▶ WORK TO DO: How many lines in the rows below contain the word "yellow"? Reply with the number only.

Rows from a data source:
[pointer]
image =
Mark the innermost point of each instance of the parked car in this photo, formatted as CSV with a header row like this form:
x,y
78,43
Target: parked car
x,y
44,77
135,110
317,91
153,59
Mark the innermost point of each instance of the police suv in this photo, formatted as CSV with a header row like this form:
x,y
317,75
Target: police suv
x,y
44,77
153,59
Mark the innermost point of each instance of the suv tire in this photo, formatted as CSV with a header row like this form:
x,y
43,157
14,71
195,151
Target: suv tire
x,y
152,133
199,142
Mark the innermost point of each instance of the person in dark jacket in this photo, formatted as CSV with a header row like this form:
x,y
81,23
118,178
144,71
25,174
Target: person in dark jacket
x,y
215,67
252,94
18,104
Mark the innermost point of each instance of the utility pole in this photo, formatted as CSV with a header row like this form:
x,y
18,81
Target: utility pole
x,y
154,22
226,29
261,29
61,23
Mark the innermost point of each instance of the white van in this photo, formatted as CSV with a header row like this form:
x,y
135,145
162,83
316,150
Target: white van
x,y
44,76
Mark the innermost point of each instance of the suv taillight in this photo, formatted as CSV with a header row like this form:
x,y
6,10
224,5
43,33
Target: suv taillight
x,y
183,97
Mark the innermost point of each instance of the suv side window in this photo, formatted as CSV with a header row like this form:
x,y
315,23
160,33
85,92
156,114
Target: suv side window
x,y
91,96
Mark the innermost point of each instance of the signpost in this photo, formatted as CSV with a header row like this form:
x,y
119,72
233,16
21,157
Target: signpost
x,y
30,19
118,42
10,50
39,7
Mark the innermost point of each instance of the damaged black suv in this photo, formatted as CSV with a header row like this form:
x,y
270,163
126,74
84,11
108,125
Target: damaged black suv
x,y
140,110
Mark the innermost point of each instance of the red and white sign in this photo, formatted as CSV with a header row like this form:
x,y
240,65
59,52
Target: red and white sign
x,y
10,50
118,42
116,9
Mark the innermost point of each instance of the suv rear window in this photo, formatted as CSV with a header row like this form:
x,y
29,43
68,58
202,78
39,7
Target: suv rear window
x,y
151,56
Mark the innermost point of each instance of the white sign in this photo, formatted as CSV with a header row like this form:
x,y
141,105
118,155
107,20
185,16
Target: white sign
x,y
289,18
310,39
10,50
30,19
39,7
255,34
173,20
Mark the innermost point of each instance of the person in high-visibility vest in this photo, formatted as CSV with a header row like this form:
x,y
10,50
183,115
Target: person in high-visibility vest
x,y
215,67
--
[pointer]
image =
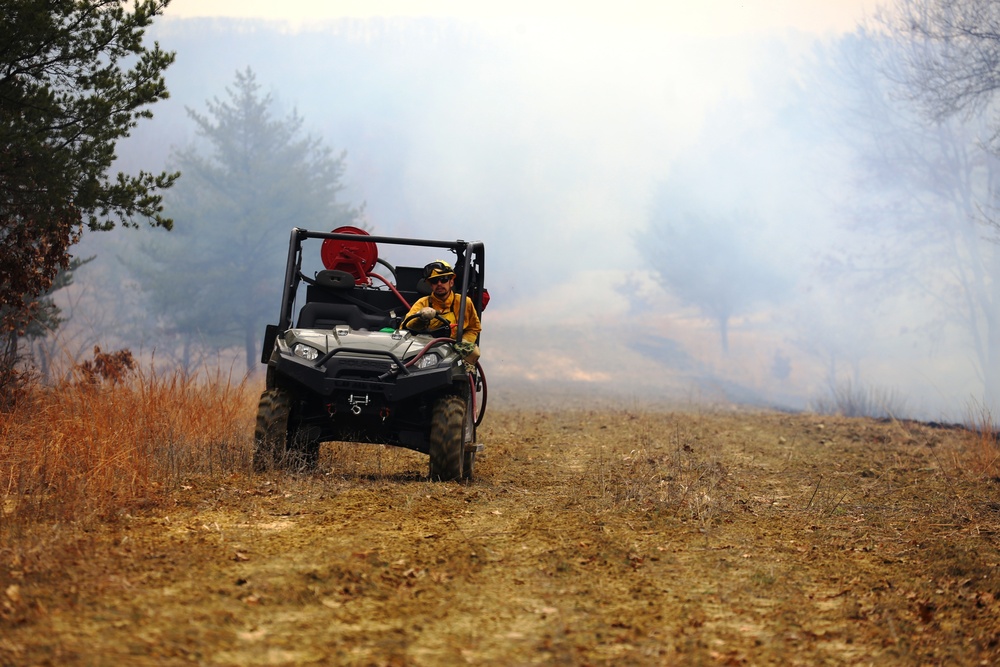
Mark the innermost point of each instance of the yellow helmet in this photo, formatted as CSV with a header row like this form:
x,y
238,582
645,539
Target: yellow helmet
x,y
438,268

▶ SOLUTION TO THE PROBLEM: 2